§ **やること**
マーラーの交響曲第8番の曲目一覧を、示されている最後の項目の後から続けよ。

§ **抜粋**
2018-11-06 09:33:12 | 交響曲

マーラー:交響曲第8番“千人の交響曲”
          ~大管弦楽、8人のソリスト、2つの混声合唱団と児童合唱団のための2部による~

【第1部:賛歌「来よ、創造主なる聖霊よ」】

①「来よ、創造主なる聖霊よ」(合唱 I / II)
②「たかき恵みをもってみたしたまえ」(ソプラノI、テノール、ソプラノII、コントラルトI/II、バリトン、バス;合唱 I/II)
③「われらが肉の弱きを」(合唱 II/I: ソプラノ I/II、コントラルト I/II、テノール、バス、バリトン)
④テンポ・プリモ(アレグロ、いくぶん性急に)
⑤「われらが肉の弱きを」(バス、テノール、コントラルト I/II、バリトン、ソプラノ I/II)
⑥「光もて五官を高め」(ソプラノI/II、コントラルトI/II、テノール、バリトン、バス、児童合唱、合唱I/II)
⑦「来よ、創造主なる聖霊よ」(ソプラノI/II、コントラルトI/II、テノール、バリトン、バス;合唱I/II、児童合唱)
⑧「主なる父に栄光あれ」(少年合唱:ソプラノI/II、コントラルトI/II、テノール:合唱I/II:バリトン、バス)

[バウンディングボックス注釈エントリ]
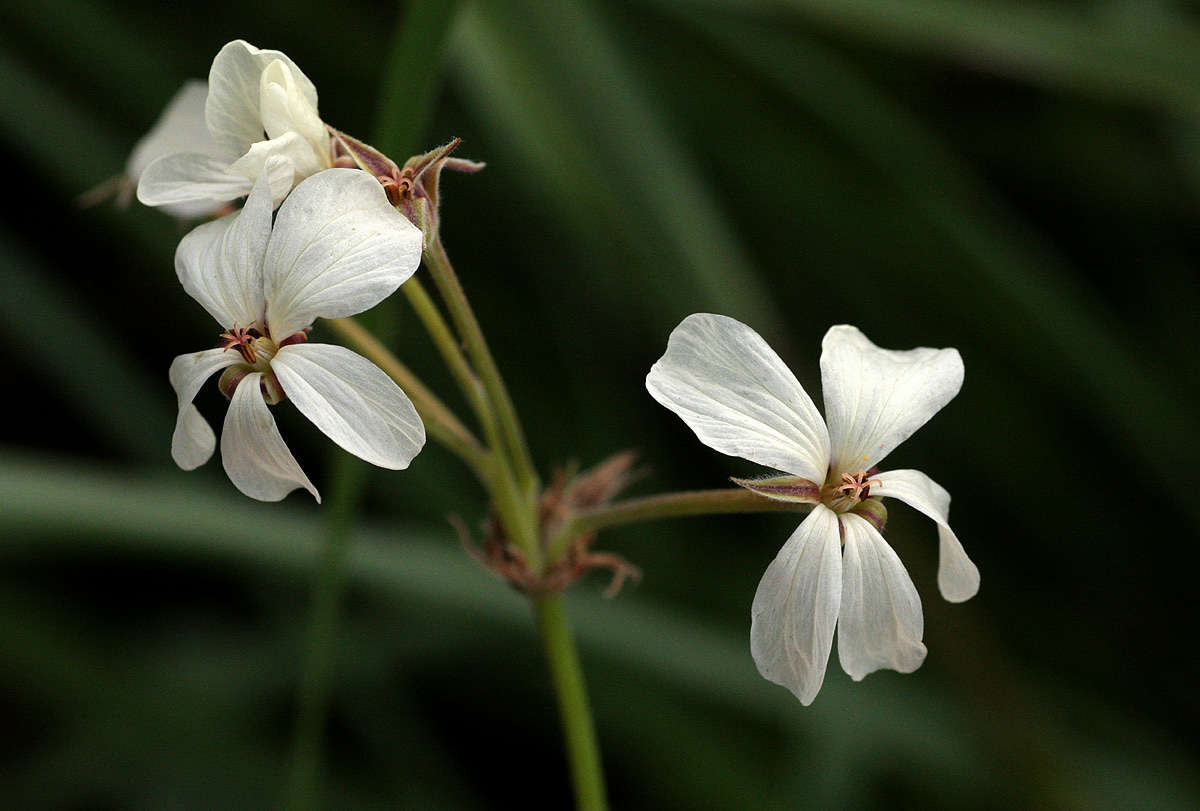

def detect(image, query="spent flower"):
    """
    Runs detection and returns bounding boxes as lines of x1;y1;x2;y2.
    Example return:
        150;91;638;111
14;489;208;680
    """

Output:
646;313;979;704
170;166;425;501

§ **解答**
【第2部:ゲーテの「ファウスト」第2部からの終幕の場】

①ポコ・アダージョ
②ピウ・モッソ(アレグロ・モデラート)
③合唱とこだま:「森は揺らぎつつ来たり」(合唱 I / II)
④法悦の教父:「永遠の喜びの炎」(バリトン)
⑤黙想の教父:「岩壁の断崖が、私の足もとで」(バス)
⑥天使の合唱:「霊界の気高いひとりが悪から救われた」、祝福された少年たちの合唱:「うれしく手と手を」(合唱 I / II: ソプラノ、コントラルト: 児童合唱)
⑦若い天使たちの合唱:「手から授けられたあのバラの花が」(合唱 I: ソプラノ、コントラルト)
⑧完成された天使たち:「大地の残りの屑を担うのは」(合唱 II: ソプラノ、コントラルト、テノール: コントラルト・ソロ)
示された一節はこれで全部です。